--- Text excerpt ---

=====

# What time to start pork butt?



## cbsmith (Jan 29, 2014)

I recently got a Landmann gas smoker and am cooking my first pork butt this weekend. It is about 7.5lbs and I am going to smoke it at 225.  I am not planning on foiling it during the cooking. We are planning to have dinner at 6:00pm, I am wondering what time I should put it on the grill to have it done in time.

Thanks,
Chris


----------



## foamheart (Jan 29, 2014)

If you are 220 and no foil, I suggest you approx. 2 hours per pound. 2.5 hours would be better because you will still wrap it and let it sit in the cooler or just cover with a towel on the counter. Cooler time you can get 4 hours parked easily. so I would get way ahead on my smoke to guaranty its ready when needed. Then it can set wrapped in the cooler till needed. If you are not experienced enough to be cooking competition I would never try to be ready for an exact time. That usually leads to hungry cranky people and a run to pizza hut.

No butt is the same as the last, each has a mind of its own. Always use the toothpick test to ensure proper cook time. 200+, I usually pull at 203 to 205. Then let it sit.

Get ahead on it big time, then forget it until time to eat. It tastes better and cuts or pulls easier when the meat is a bit cooler anyway.

Good luck with it, take pictures and show us how great you do.

BTW please drop in to the "Roll Call" forum and introduce yourself so they can properly indoctrinate you, and teach you the secret handshake and password. Its doesn't hurt too much.

Its 5% preparation and 95% patience, relax, have fun, don't stress and remember to enjoy the smoke.


----------



## alblancher (Jan 29, 2014)

Chris, will this be the first time you use a gas smoker?  First time with this smoker?   If brand new make sure you break it in and cure it properly.  Nobody like the taste of a brand new smoker!!  You may want to make a test run.


----------



## cbsmith (Jan 29, 2014)

Thanks for the replies.  I have been smoking a bit so far, mainly just chicken and ribs.  This will be my first "big" smoke.  I seasoned the smoker when I got it for a couple hours before I used it  so I shouldn't have a problem there.


----------



## pc farmer (Jan 29, 2014)

I would start your butt about 4 am. If its done early it will keep along time in a cooler wrapped in towels.


----------



## foamheart (Jan 29, 2014)

Have you signed up and taken Jeff's E-Course yet? It is a huge help to get the basics down. Did I mention its also free?


----------



## kdgsmoker (Jan 29, 2014)

FoamHeart, Free EClass. Where is that and how do I sign up?


----------



## foamheart (Jan 29, 2014)

kdgsmoker said:


> FoamHeart, Free EClass. Where is that and how do I sign up?


Look to the right of this message, there is a link. Or...... http://www.smoking-meat.com/smoking-basics-ecourse

Its a perfect start or refresher for everyone.

=====

--- Provided material ---
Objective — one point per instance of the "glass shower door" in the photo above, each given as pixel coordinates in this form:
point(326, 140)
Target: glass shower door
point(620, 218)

=====

--- Directives ---
(A) Name every distinct user who posts in the pork butt thread.
(B) In the pork butt thread, what time does pc farmer recommend starting the butt?
(C) Quote the stretch of the pork butt thread from "BTW please drop" through "alblancher (Jan 29, 2014)".
The material has no connection to the pork butt thread.

--- Replies ---
(A) cbsmith, foamheart, alblancher, pc farmer, kdgsmoker

(B) About 4 am.

(C)
BTW please drop in to the "Roll Call" forum and introduce yourself so they can properly indoctrinate you, and teach you the secret handshake and password. Its doesn't hurt too much.

Its 5% preparation and 95% patience, relax, have fun, don't stress and remember to enjoy the smoke.


----------



## alblancher (Jan 29, 2014)